Stated task:
Format every line of the entries below as a numbered list, skipping any blank lines and leaving the pictures out of your answer.

Entries shown:
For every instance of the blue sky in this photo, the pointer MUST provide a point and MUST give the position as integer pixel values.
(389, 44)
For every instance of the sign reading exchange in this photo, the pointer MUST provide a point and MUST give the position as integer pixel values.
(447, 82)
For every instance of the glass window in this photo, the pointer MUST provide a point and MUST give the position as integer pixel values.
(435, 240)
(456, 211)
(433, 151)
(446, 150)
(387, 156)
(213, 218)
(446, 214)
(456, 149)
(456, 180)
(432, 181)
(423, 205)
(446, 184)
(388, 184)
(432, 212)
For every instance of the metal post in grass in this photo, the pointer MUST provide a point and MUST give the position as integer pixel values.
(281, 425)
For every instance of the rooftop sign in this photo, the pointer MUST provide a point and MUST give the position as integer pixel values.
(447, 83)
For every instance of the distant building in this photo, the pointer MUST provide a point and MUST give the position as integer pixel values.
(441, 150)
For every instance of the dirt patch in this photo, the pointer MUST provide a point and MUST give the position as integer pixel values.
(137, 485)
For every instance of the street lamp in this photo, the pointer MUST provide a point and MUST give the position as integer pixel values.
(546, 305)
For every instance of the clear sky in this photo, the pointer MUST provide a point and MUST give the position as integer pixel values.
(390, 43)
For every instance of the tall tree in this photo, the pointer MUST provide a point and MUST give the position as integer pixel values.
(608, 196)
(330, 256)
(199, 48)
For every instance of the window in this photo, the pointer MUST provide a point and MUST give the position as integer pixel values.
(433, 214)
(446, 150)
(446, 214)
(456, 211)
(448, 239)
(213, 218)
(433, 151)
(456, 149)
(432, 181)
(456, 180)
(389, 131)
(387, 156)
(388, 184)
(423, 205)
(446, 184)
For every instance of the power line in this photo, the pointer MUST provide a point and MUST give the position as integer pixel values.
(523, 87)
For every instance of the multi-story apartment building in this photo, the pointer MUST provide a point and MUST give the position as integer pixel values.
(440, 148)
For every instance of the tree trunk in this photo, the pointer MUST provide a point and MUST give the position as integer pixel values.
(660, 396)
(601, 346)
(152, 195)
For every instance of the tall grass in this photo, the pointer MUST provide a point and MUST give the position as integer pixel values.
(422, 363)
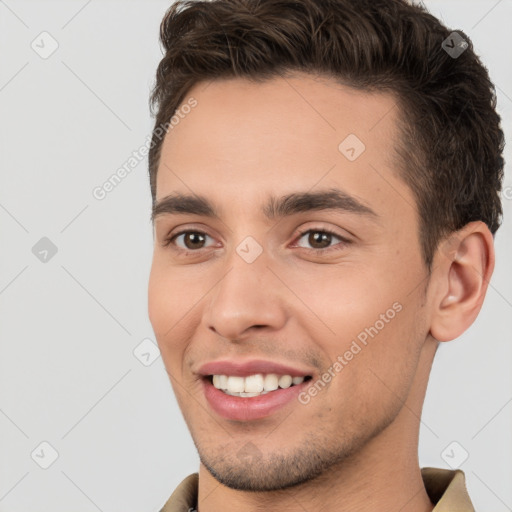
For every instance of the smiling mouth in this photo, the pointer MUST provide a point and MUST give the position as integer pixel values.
(254, 385)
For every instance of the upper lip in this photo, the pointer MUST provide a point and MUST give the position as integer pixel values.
(251, 367)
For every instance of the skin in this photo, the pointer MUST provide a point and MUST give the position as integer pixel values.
(353, 446)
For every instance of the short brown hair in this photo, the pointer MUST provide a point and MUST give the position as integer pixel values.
(451, 143)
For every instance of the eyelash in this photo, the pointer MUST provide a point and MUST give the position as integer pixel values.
(168, 241)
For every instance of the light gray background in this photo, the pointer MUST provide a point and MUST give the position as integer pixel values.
(69, 327)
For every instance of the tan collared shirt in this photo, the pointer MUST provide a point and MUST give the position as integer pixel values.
(445, 488)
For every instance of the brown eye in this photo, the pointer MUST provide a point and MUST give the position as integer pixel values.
(188, 240)
(319, 239)
(194, 240)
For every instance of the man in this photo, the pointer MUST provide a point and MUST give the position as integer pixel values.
(325, 179)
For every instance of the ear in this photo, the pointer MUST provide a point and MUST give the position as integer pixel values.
(462, 267)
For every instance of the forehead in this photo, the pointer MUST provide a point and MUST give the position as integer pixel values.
(245, 137)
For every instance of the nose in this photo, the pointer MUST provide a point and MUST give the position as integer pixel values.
(248, 298)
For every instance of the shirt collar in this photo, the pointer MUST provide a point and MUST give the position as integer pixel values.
(445, 488)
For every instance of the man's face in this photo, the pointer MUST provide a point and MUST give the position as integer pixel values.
(249, 286)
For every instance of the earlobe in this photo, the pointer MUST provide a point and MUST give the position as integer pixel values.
(463, 266)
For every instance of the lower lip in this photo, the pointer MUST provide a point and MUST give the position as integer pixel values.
(250, 408)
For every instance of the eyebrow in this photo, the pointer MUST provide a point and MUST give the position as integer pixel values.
(275, 208)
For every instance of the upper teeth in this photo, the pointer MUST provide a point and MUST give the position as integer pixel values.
(257, 383)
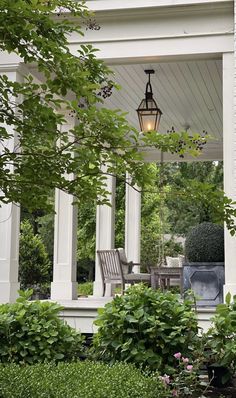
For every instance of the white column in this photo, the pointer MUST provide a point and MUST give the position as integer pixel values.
(10, 219)
(132, 224)
(64, 285)
(229, 137)
(105, 234)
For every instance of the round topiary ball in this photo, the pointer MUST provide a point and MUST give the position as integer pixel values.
(205, 243)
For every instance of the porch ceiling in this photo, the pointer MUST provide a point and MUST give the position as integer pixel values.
(189, 93)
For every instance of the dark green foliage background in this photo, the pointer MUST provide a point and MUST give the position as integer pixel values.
(205, 243)
(34, 264)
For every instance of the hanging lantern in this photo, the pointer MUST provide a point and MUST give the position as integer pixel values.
(148, 112)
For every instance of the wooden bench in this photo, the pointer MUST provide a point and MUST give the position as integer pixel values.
(115, 270)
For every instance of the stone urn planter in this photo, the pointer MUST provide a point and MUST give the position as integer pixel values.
(203, 272)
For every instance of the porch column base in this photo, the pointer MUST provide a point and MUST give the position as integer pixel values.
(230, 288)
(9, 292)
(64, 291)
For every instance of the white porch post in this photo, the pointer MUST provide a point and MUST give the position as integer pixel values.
(10, 221)
(105, 234)
(229, 137)
(132, 224)
(64, 285)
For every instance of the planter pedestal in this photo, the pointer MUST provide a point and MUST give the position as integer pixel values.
(206, 280)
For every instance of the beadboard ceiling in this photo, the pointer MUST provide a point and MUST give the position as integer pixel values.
(189, 94)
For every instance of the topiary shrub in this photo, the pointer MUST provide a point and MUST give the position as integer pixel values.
(31, 331)
(205, 243)
(145, 327)
(78, 380)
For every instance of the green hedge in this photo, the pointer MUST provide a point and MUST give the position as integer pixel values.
(77, 380)
(31, 332)
(146, 327)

The answer:
1. For every instance of the blue sky in this photo, the pointer MUST provide a point and MUST give the position as integer pixel values.
2. (389, 44)
3. For every instance of the sign reading exchange in this photo, the pointer MUST provide a point and MUST give the position as integer pixel values.
4. (447, 82)
5. For every instance of the glass window in this photo, the pointer MUST provide a point and MUST give the position as integer pixel values.
6. (435, 240)
7. (456, 211)
8. (433, 151)
9. (446, 150)
10. (387, 156)
11. (213, 218)
12. (446, 214)
13. (456, 149)
14. (456, 180)
15. (432, 181)
16. (423, 205)
17. (446, 184)
18. (388, 184)
19. (432, 212)
20. For every instance of the metal post in grass in this photo, the pointer MUST provide a point and MUST give the position as integer pixel values.
21. (281, 425)
22. For every instance of the rooftop sign in this photo, the pointer MUST provide a point and MUST give the position as integer pixel values.
23. (447, 83)
24. For every instance of the distant building in this photo, the pointer MUST provide a point and MUST give the position as integer pixel values.
25. (441, 150)
26. For every instance of the dirt patch in this photo, the pointer MUST provide a point and MUST give the position as integer pixel values.
27. (137, 485)
28. For every instance of the street lamp in this photo, the pointer MUST provide a point and MUST give the position as integer pixel values.
29. (546, 305)
30. For every instance of the clear sky in this photo, the pointer MUST provide a point and MUST give the position as integer pixel values.
31. (390, 43)
32. For every instance of the tall tree in this photo, the pointer MUST provide a point and MUST give the position as integer pixel values.
33. (608, 196)
34. (330, 256)
35. (199, 48)
36. For every instance of the window in this photo, the pointer MUST provide a point and MUST give the position as integer pixel values.
37. (433, 214)
38. (446, 150)
39. (446, 214)
40. (456, 211)
41. (448, 239)
42. (213, 218)
43. (433, 151)
44. (456, 149)
45. (432, 181)
46. (456, 180)
47. (389, 131)
48. (387, 156)
49. (388, 184)
50. (423, 205)
51. (446, 184)
52. For every instance of the power line in this photo, the pointer MUST provide a point and MUST give the position as integer pixel values.
53. (523, 87)
54. For every instance of the multi-story apartment building in this photo, the pointer MUST provide a point and MUST give the position as integer pixel values.
55. (440, 148)
56. For every instance of the tree trunk in this photo, the pointer MUST provide a point and MUST give the position as integer pixel values.
57. (660, 396)
58. (601, 346)
59. (152, 195)
60. For every instance of the tall grass in this photo, the pointer MUST provide a point and MUST give the position as integer pixel values.
61. (422, 363)
62. For every instance of the smiling mouth in this photo, the pointer MUST provide a point and MUST give the position as integer pixel values.
63. (254, 385)
64. For every instance of the upper lip in this photo, the pointer MUST provide a point and MUST give the position as integer pixel values.
65. (251, 367)
66. For every instance of the skin in this photo, the pointer MUST provide a point and MUST give the position as integer pixel values.
67. (353, 446)
68. For every instance of the short brown hair in this photo, the pointer MUST provide a point and MUST give the position as integer pixel values.
69. (451, 143)
70. For every instance of the eyelash in this photo, the pointer MUST provide a point and MUST give the position as integer pixel values.
71. (168, 241)
72. For every instance of the light gray background in this photo, the pointer MUST provide a point and MUST give the position as integer pixel values.
73. (69, 327)
74. For every instance of the tan collared shirt in this photo, the pointer MUST provide a point and MUST give the position as integer pixel values.
75. (445, 488)
76. For every instance of the brown eye in this photo, the pointer MUST provide a point and MUST give the position as integer pixel values.
77. (188, 240)
78. (319, 239)
79. (194, 240)
80. For every instance of the man in this photo, the pointer MUST provide a point and MUST give the position as integer pixel values.
81. (325, 179)
82. For every instance of the ear in this photo, the pointer MUST provide a point and MUST give the position as integer pixel values.
83. (462, 267)
84. For every instance of the forehead in this photo, the pointer MUST provide a point and MUST give the position as integer pixel values.
85. (245, 137)
86. For every instance of the nose in this photo, the pointer MUST provide a point and MUST give the position as integer pixel values.
87. (248, 298)
88. For every instance of the shirt collar in this photo, the pointer MUST provide a point and MUST give the position as integer pixel values.
89. (445, 488)
90. For every instance of the man's face in this photo, the pointer MUST provide a point and MUST give the position as integer pixel values.
91. (249, 286)
92. For every instance of the earlobe in this photo, the pointer MUST provide a point and MUST give the position as integer pixel values.
93. (463, 266)
94. For every instance of the lower lip in this photo, the pointer MUST provide a point and MUST give the position as integer pixel values.
95. (250, 408)
96. For every instance of the eyebrow in this photo, the pointer MUST provide a point and MUST give the position as integer pixel values.
97. (275, 208)
98. For every instance of the upper teeth in this photo, the pointer MUST provide a point and MUST give the position as integer pixel values.
99. (257, 383)
100. For every instance of the white column in this photo, the pointer MUST provide a point and MUST give the position as integer pixel values.
101. (10, 219)
102. (132, 224)
103. (64, 285)
104. (229, 137)
105. (105, 234)
106. For every instance of the round topiary ball in this photo, the pointer MUST provide a point and MUST give the position as integer pixel values.
107. (205, 243)
108. For every instance of the porch ceiling in this photo, the pointer MUST provide a point and MUST give the position as integer pixel values.
109. (189, 93)
110. For every instance of the dark green foliage background in this photo, the pointer MUST provide a point and MUST give the position as integer pixel values.
111. (205, 243)
112. (34, 264)
113. For every instance of the hanging lantern in this photo, the pointer MUST provide a point and MUST give the position as integer pixel values.
114. (148, 112)
115. For every instance of the wooden bench in this photo, the pointer MUST provide a point and MUST give the position as integer pixel values.
116. (115, 270)
117. For every instance of the stone urn planter in this photo, the pointer MUST provide a point and MUST give the position as integer pixel values.
118. (203, 272)
119. For every instance of the porch column base in this photo, the pointer MUST provide a point and MUST give the position as integer pixel values.
120. (230, 288)
121. (9, 292)
122. (64, 291)
123. For every instance of the white porch post in this photo, the pointer MUST provide a point and MUST give the position as integer pixel values.
124. (10, 221)
125. (105, 234)
126. (229, 137)
127. (132, 224)
128. (64, 285)
129. For every instance of the planter pedestal in this photo, the pointer MUST provide a point and MUST give the position as integer pixel values.
130. (206, 280)
131. For every instance of the beadboard ceiling in this photo, the pointer MUST provide a point and MUST give the position as integer pixel values.
132. (189, 94)
133. For every instance of the topiary shrub in this photo, the pointer MUST provide a point and MUST give the position as integer pixel values.
134. (31, 331)
135. (205, 243)
136. (145, 327)
137. (78, 380)
138. For every instance of the green hedge in this photo, the pointer MUST provide a point and MUST give the position as integer pixel values.
139. (77, 380)
140. (31, 332)
141. (146, 327)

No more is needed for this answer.